Stored records:
- - - - -
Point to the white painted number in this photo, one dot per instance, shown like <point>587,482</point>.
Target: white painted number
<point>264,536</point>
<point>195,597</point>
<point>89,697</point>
- - - - -
OBJECTIVE:
Reproduce every one of the lines above word for word.

SOLUTION:
Point to the white painted number in this photo, one dot per instance, shown like <point>587,482</point>.
Target: white painted number
<point>264,536</point>
<point>195,597</point>
<point>89,697</point>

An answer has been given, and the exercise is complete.